* **Data in this exercise**:
▬▬▬▬▬▬▬▬▬▬

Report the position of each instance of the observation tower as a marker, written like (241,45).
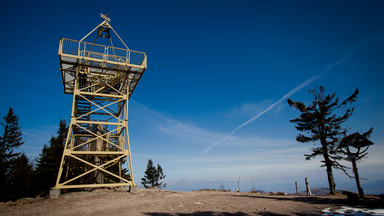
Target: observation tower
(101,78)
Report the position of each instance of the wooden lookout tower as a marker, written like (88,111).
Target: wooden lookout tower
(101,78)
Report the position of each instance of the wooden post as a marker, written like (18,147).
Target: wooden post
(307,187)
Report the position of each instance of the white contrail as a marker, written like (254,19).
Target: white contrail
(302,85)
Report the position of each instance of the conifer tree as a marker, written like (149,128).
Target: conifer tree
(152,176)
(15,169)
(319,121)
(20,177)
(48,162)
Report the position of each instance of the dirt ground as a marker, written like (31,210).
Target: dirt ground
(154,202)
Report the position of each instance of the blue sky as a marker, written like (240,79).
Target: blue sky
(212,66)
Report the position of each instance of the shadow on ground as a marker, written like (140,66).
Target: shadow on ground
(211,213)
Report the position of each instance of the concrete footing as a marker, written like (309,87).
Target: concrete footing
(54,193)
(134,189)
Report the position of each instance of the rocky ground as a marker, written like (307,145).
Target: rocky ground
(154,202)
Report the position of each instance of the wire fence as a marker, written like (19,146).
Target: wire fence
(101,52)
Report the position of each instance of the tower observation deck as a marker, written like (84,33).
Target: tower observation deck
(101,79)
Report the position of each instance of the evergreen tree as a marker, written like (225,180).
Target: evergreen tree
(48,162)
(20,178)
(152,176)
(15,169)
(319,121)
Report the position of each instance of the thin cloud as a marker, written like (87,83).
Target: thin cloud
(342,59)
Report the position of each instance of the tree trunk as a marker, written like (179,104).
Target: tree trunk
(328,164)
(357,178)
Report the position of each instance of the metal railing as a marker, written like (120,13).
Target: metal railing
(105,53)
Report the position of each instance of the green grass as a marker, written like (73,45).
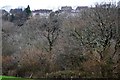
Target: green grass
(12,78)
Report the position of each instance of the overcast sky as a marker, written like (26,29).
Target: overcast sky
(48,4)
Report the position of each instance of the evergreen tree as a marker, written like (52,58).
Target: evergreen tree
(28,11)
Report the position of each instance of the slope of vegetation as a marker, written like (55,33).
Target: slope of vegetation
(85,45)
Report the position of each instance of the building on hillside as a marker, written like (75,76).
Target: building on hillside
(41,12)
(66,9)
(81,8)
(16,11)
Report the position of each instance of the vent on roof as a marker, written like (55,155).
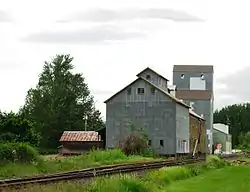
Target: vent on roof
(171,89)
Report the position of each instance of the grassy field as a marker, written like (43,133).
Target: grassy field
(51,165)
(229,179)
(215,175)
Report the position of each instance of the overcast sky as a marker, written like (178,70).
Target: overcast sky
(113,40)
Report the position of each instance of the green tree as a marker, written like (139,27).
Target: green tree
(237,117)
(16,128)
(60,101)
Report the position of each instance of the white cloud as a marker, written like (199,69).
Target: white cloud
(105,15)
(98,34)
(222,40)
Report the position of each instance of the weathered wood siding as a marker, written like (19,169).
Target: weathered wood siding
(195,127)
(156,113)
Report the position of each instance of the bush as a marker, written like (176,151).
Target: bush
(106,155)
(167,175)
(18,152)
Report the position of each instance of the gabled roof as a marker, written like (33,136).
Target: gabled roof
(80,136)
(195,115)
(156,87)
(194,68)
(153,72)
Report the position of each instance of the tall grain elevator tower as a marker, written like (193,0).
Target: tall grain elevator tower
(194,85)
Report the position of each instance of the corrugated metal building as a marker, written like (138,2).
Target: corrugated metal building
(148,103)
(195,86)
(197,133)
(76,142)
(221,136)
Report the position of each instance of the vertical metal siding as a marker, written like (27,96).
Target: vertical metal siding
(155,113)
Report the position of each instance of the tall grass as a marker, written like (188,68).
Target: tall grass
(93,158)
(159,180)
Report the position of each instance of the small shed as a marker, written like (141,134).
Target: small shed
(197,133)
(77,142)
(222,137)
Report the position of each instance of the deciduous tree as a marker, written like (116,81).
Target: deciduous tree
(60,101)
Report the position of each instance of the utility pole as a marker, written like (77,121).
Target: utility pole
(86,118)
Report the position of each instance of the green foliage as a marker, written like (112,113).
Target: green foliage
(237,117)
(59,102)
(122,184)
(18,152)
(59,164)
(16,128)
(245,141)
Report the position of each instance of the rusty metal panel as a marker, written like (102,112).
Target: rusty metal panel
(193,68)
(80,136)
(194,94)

▬▬▬▬▬▬▬▬▬▬

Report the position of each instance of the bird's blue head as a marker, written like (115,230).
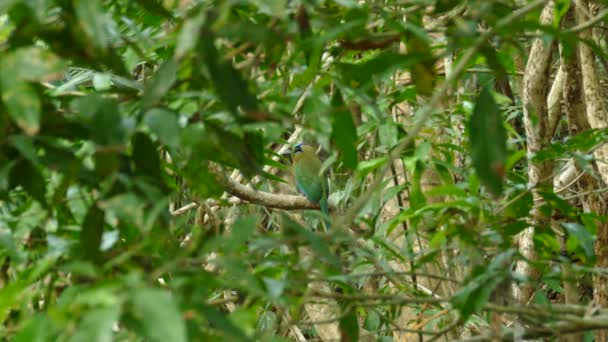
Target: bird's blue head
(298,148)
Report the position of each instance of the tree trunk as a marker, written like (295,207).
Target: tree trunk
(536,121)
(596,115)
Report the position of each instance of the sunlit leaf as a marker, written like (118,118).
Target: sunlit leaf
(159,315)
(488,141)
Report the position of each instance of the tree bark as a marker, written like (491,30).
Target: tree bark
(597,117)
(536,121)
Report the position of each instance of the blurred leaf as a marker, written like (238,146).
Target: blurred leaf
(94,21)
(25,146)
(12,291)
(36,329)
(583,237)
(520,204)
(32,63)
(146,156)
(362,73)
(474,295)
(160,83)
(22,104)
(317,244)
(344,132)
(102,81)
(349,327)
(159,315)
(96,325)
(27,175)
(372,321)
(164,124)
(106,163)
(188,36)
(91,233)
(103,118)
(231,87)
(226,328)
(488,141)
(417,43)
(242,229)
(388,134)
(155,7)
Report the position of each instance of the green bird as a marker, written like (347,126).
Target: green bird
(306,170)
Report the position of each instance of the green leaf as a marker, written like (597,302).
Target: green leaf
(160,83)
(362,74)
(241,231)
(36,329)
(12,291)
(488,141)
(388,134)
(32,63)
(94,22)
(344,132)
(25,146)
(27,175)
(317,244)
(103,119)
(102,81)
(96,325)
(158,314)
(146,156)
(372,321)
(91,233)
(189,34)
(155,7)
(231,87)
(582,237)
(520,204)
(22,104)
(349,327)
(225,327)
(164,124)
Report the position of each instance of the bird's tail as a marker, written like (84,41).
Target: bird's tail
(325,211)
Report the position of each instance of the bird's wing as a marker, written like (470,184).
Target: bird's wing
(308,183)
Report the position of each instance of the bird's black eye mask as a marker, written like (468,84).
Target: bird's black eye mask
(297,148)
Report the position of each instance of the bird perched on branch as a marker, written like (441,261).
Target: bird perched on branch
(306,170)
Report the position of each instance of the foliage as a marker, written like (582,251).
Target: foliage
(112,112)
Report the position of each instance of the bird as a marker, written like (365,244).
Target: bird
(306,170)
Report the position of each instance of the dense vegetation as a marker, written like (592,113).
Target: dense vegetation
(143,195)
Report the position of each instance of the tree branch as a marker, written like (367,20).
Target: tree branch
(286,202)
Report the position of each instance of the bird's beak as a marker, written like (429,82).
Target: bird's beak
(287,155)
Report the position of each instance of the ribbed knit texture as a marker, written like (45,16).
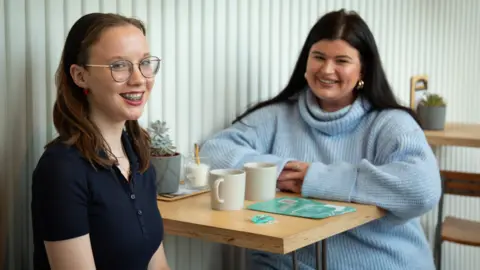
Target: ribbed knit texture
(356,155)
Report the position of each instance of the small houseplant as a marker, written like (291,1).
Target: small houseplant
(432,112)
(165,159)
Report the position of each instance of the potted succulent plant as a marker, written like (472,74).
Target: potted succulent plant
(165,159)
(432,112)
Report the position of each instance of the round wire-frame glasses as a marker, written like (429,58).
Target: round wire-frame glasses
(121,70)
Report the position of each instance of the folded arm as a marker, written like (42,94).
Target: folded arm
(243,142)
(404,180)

▬▬▬▬▬▬▬▬▬▬

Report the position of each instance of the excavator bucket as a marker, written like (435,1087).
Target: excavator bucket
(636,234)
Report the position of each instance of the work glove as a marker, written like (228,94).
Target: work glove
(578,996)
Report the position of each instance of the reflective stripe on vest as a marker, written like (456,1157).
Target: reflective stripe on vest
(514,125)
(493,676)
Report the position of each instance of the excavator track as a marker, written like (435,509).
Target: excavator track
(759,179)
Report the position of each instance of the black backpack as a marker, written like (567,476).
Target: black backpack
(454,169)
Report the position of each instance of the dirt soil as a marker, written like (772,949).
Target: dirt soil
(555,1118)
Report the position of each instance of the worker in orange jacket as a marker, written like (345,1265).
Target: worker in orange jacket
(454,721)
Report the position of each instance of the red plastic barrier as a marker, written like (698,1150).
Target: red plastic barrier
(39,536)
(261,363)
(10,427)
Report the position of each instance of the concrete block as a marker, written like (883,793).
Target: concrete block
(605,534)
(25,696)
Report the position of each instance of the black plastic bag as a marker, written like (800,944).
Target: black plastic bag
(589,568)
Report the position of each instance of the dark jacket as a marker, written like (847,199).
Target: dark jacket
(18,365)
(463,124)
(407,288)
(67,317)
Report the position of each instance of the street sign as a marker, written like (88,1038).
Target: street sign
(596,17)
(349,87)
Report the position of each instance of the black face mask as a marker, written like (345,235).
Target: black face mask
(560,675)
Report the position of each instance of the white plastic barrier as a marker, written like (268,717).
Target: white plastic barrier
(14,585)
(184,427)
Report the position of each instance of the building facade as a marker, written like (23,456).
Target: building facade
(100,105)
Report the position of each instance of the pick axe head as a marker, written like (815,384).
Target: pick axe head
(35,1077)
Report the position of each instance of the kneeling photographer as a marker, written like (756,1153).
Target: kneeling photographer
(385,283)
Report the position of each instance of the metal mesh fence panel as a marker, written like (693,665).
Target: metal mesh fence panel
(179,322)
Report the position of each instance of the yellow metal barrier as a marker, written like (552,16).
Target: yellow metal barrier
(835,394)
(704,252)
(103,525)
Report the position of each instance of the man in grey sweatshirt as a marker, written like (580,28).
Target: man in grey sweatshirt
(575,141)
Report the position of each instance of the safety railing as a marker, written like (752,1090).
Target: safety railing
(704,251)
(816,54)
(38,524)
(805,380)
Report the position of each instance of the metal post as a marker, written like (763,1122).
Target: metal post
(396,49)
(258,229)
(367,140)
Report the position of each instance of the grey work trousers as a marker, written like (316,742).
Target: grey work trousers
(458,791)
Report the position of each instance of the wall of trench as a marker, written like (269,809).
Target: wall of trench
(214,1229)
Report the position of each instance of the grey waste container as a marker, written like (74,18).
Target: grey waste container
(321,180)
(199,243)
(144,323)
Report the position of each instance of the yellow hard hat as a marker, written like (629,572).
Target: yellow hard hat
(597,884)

▬▬▬▬▬▬▬▬▬▬

* **The request**: Pull out every line in the records above that contains the word "reflective", and treat uppercase and lowercase as different.

* **Correct result**:
Report the position of each instance of the reflective stripe on vest as a marker, written like (456,1157).
Target: reflective stripe on vest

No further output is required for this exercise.